# Problem to solve
Edit the lines of the items below so that "positive clicks" becomes "include clicks", leaving everything else as it is, and leave the pictures out of your answer.

--- --- ---

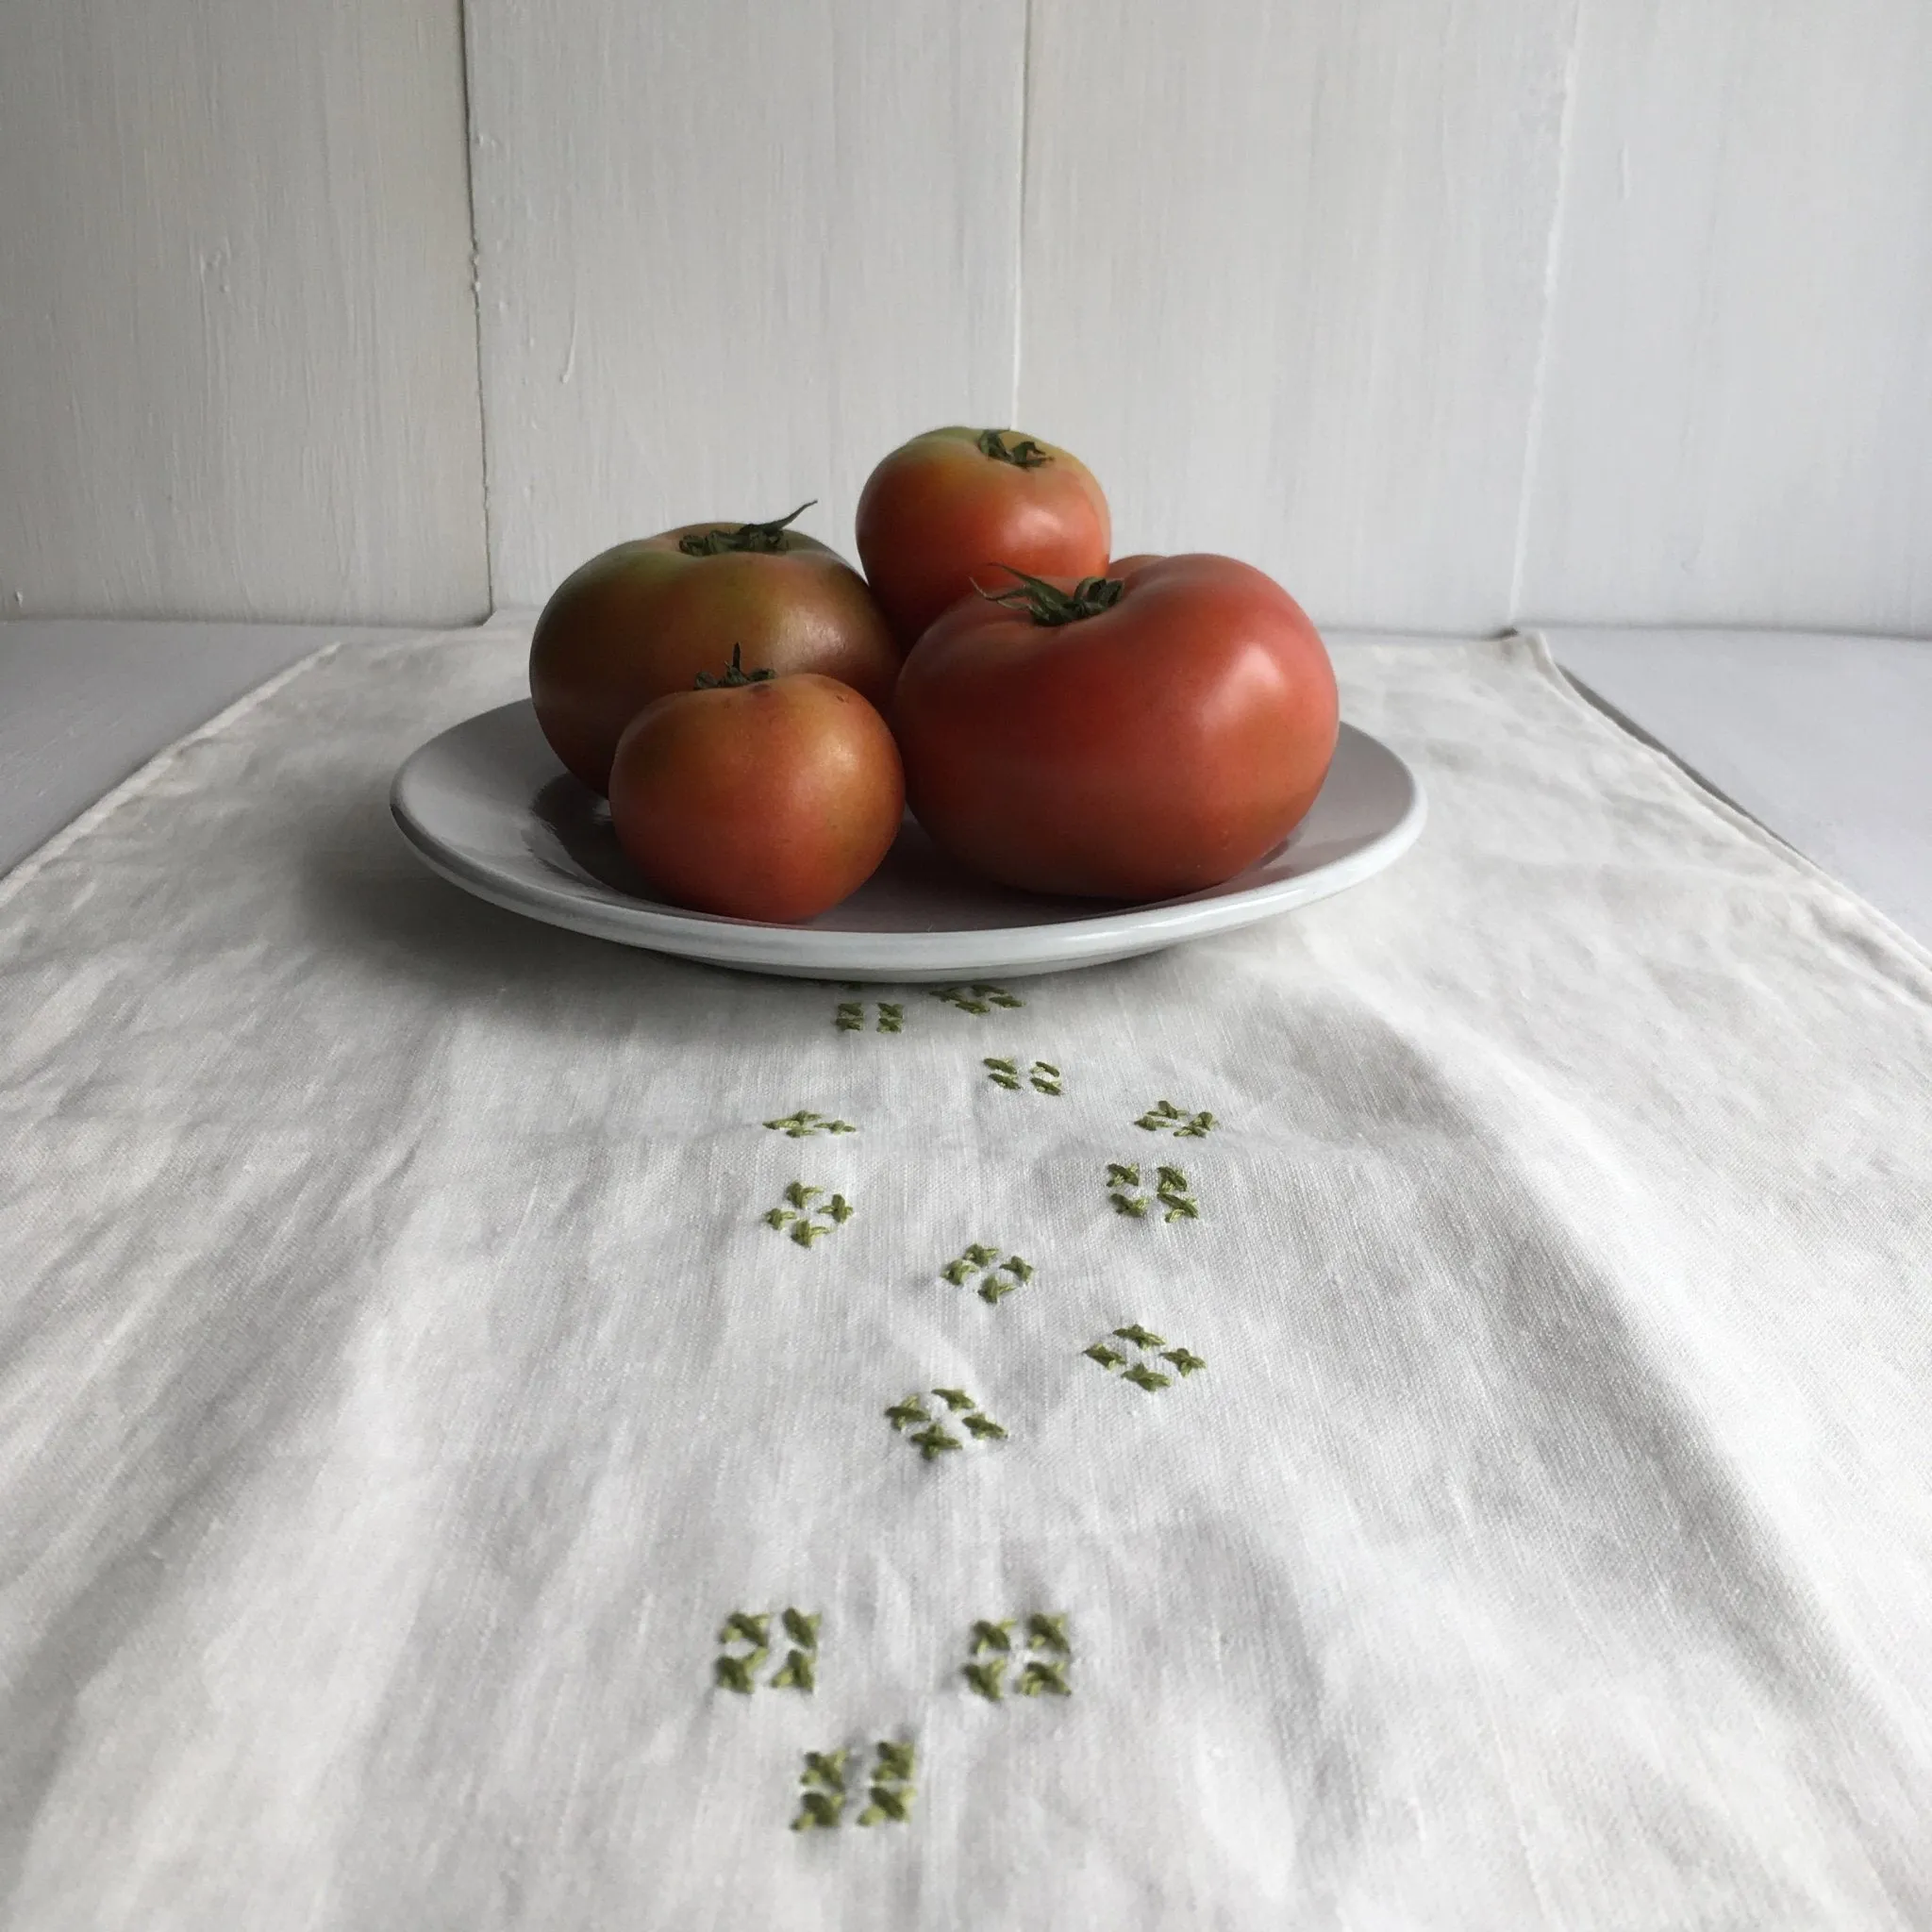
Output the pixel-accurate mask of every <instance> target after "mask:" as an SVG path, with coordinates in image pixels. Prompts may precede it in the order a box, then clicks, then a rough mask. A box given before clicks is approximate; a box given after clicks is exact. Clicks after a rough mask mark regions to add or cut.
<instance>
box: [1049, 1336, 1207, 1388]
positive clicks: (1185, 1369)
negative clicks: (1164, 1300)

--- --- ---

# Response for this exercise
Output the pixel-accurate mask of every <instance> target after "mask:" as an SVG path, with coordinates in image pixels. Prompts may precede it in the order a box, then clicks, then a rough mask. A box given before clicks is approximate; a box given after clicks is exact. Clicks after a rough mask mark regions to add or cut.
<instance>
box: [1049, 1336, 1207, 1388]
include clicks: (1185, 1369)
negative clicks: (1164, 1300)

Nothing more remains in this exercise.